(Collected data records)
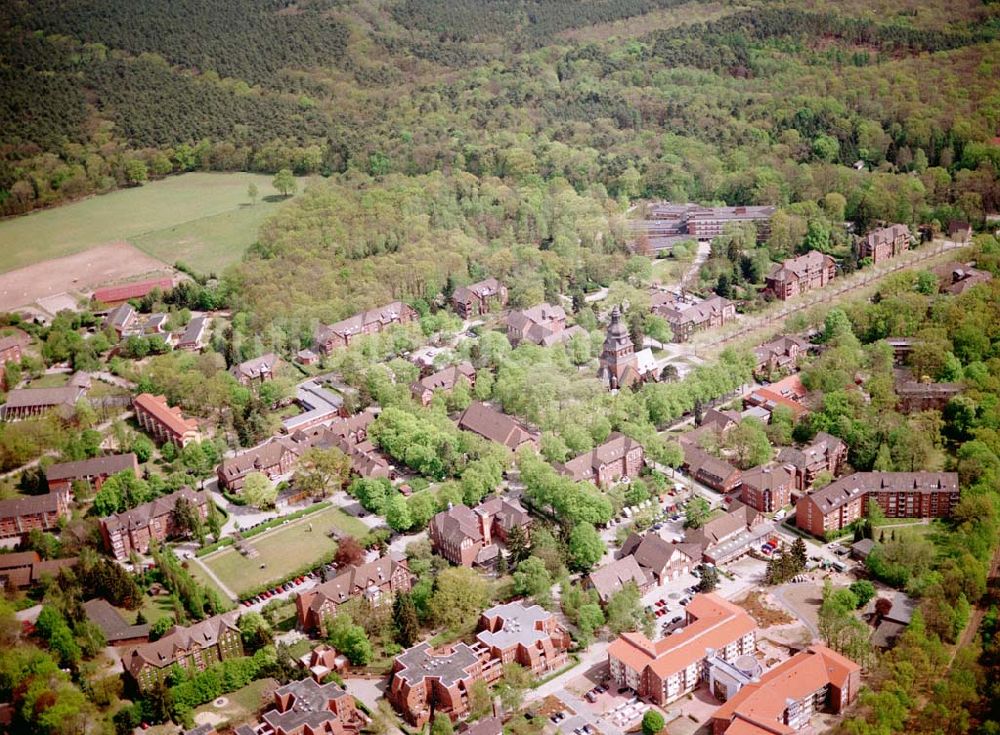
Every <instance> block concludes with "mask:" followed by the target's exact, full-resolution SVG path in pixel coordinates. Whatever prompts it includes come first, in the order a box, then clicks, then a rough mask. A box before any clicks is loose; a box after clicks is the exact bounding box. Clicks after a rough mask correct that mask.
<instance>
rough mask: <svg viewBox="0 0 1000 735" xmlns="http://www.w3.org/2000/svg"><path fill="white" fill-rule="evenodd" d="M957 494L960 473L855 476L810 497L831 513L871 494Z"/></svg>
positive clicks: (868, 475) (819, 492)
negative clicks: (848, 504)
mask: <svg viewBox="0 0 1000 735" xmlns="http://www.w3.org/2000/svg"><path fill="white" fill-rule="evenodd" d="M880 490H887V491H890V492H919V493H938V492H944V493H957V492H958V473H957V472H855V473H854V474H853V475H848V476H847V477H841V478H840V479H839V480H835V481H834V482H832V483H831V484H829V485H827V486H826V487H824V488H822V489H820V490H817V491H816V492H814V493H812V494H810V495H808V496H807V497H809V498H810V499H812V501H813V502H814V503H816V505H817V506H819V508H820V511H821V512H823V513H824V514H825V513H828V512H830V511H832V510H834V509H835V508H839V507H840V506H842V505H844V504H845V503H847V502H849V501H850V500H853V499H854V498H855V497H857V496H859V495H862V494H867V493H869V492H878V491H880Z"/></svg>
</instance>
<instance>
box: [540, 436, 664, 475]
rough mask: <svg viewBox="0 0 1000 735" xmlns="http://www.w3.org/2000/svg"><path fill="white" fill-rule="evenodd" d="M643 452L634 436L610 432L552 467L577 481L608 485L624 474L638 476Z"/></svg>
mask: <svg viewBox="0 0 1000 735" xmlns="http://www.w3.org/2000/svg"><path fill="white" fill-rule="evenodd" d="M644 459H645V452H644V450H643V448H642V445H641V444H640V443H639V442H637V441H636V440H635V439H633V438H632V437H629V436H625V435H624V434H620V433H618V432H613V433H612V434H611V435H610V436H609V437H608V440H607V441H606V442H604V443H603V444H601V445H600V446H599V447H594V448H593V449H591V450H590V451H589V452H585V453H584V454H581V455H580V456H578V457H574V458H573V459H570V460H567V461H566V462H565V463H564V464H556V465H555V468H556V470H558V471H559V472H561V473H562V474H564V475H568V476H569V477H571V478H573V479H574V480H575V481H577V482H581V481H584V480H587V481H590V482H593V483H594V484H595V485H598V486H600V487H608V486H610V485H613V484H614V483H616V482H618V481H619V480H620V479H621V478H623V477H638V476H639V473H640V472H641V471H642V468H643V462H644Z"/></svg>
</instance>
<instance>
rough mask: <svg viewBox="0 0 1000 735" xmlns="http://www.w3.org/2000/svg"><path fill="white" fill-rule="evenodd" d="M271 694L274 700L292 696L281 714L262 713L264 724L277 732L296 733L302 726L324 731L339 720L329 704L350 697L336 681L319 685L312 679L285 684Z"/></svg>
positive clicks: (276, 711) (276, 712)
mask: <svg viewBox="0 0 1000 735" xmlns="http://www.w3.org/2000/svg"><path fill="white" fill-rule="evenodd" d="M274 694H275V697H276V698H277V697H281V698H284V697H288V696H289V695H291V702H290V704H289V706H288V707H287V708H286V709H285V710H284V711H283V712H279V711H278V710H276V709H272V710H270V711H268V712H265V713H264V717H263V720H264V722H266V723H267V724H268V725H270V726H271V727H272V728H273V729H274V730H275V731H276V732H296V731H298V730H299V729H300V728H303V727H304V728H307V729H306V731H307V732H308V731H312V732H323V730H322V728H323V725H325V724H326V723H328V722H331V721H333V720H337V719H339V717H338V715H337V713H335V712H334V711H333V710H332V709H331V706H330V703H331V702H333V701H335V700H337V699H341V698H343V697H349V696H350V695H349V694H348V693H347V692H346V691H344V690H343V689H342V688H341V687H340V686H339V685H337V684H336V683H335V682H330V683H329V684H320V683H318V682H316V681H315V680H314V679H311V678H309V679H301V680H299V681H293V682H291V683H289V684H286V685H285V686H283V687H281V688H280V689H278V690H277V691H276V692H275V693H274Z"/></svg>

What you are asked to do -> Copy out every record above word for word, leaving out the pictures.

Reply to the exercise ->
Every <instance> block concludes with "mask:" followed by the target's exact, full-resolution SVG path in pixel coordinates. Whatever prompts it includes come first, in the order a box, then clicks, then a rough mask. A box before any clicks is loose; a box after clicks is the exact bounding box. Clicks after a rough mask correct that mask.
<instance>
rough mask: <svg viewBox="0 0 1000 735" xmlns="http://www.w3.org/2000/svg"><path fill="white" fill-rule="evenodd" d="M957 494L960 473L855 476L810 497L831 513L871 494Z"/></svg>
positive clicks: (868, 475) (819, 492)
negative clicks: (848, 504)
mask: <svg viewBox="0 0 1000 735" xmlns="http://www.w3.org/2000/svg"><path fill="white" fill-rule="evenodd" d="M880 490H887V491H890V492H919V493H938V492H944V493H957V492H958V473H957V472H855V473H854V474H853V475H848V476H847V477H841V478H840V479H839V480H835V481H834V482H832V483H831V484H829V485H827V486H826V487H824V488H822V489H820V490H817V491H816V492H814V493H812V494H810V495H808V496H807V497H809V498H810V499H812V501H813V502H814V503H816V505H817V506H819V508H820V511H821V512H823V513H824V514H825V513H828V512H830V511H832V510H834V509H835V508H839V507H840V506H842V505H844V504H845V503H847V502H849V501H850V500H853V499H854V498H855V497H857V496H859V495H862V494H867V493H869V492H878V491H880Z"/></svg>
</instance>
<instance>
box: [540, 436, 664, 475]
rough mask: <svg viewBox="0 0 1000 735" xmlns="http://www.w3.org/2000/svg"><path fill="white" fill-rule="evenodd" d="M643 452L634 436L610 432L552 467L577 481L608 485L624 474L638 476Z"/></svg>
mask: <svg viewBox="0 0 1000 735" xmlns="http://www.w3.org/2000/svg"><path fill="white" fill-rule="evenodd" d="M644 459H645V452H644V450H643V448H642V445H641V444H640V443H639V442H637V441H636V440H635V439H633V438H632V437H629V436H625V435H624V434H620V433H618V432H613V433H612V434H611V435H610V436H609V437H608V440H607V441H606V442H604V443H603V444H601V445H600V446H599V447H594V448H593V449H591V450H590V451H589V452H585V453H584V454H581V455H580V456H578V457H574V458H573V459H570V460H567V461H566V462H565V463H564V464H556V465H555V468H556V470H558V471H559V472H561V473H562V474H564V475H568V476H569V477H571V478H573V479H574V480H575V481H577V482H581V481H584V480H587V481H590V482H593V483H594V484H595V485H598V486H600V487H608V486H610V485H613V484H614V483H616V482H618V481H619V480H620V479H621V478H623V477H638V476H639V473H640V472H641V471H642V468H643V462H644Z"/></svg>
</instance>
<instance>
rough mask: <svg viewBox="0 0 1000 735" xmlns="http://www.w3.org/2000/svg"><path fill="white" fill-rule="evenodd" d="M271 694L274 700L292 696L281 714L262 713L264 724L277 732L296 733L302 726L324 731L339 720L329 704L350 697L336 681L319 685L312 679L285 684Z"/></svg>
positive clicks: (276, 711) (276, 712)
mask: <svg viewBox="0 0 1000 735" xmlns="http://www.w3.org/2000/svg"><path fill="white" fill-rule="evenodd" d="M274 694H275V697H276V698H277V697H281V698H284V697H288V696H289V695H291V702H290V704H289V706H288V707H287V708H286V709H285V710H284V711H283V712H279V711H278V710H276V709H272V710H270V711H268V712H265V713H264V717H263V720H264V722H266V723H267V724H268V725H270V726H271V727H272V728H273V729H274V730H275V731H276V732H296V731H298V730H299V729H300V728H303V727H304V728H307V729H306V731H307V732H308V731H312V732H323V730H322V728H323V725H325V724H326V723H328V722H331V721H333V720H337V719H339V717H338V715H337V713H335V712H334V711H333V710H332V709H331V706H330V703H331V702H333V701H335V700H337V699H341V698H343V697H349V696H350V695H349V694H348V693H347V692H346V691H344V690H343V689H342V688H341V687H340V686H339V685H337V684H336V683H335V682H330V683H329V684H320V683H318V682H316V681H315V680H314V679H311V678H309V679H301V680H299V681H293V682H291V683H289V684H286V685H285V686H283V687H281V688H280V689H278V690H277V691H276V692H275V693H274Z"/></svg>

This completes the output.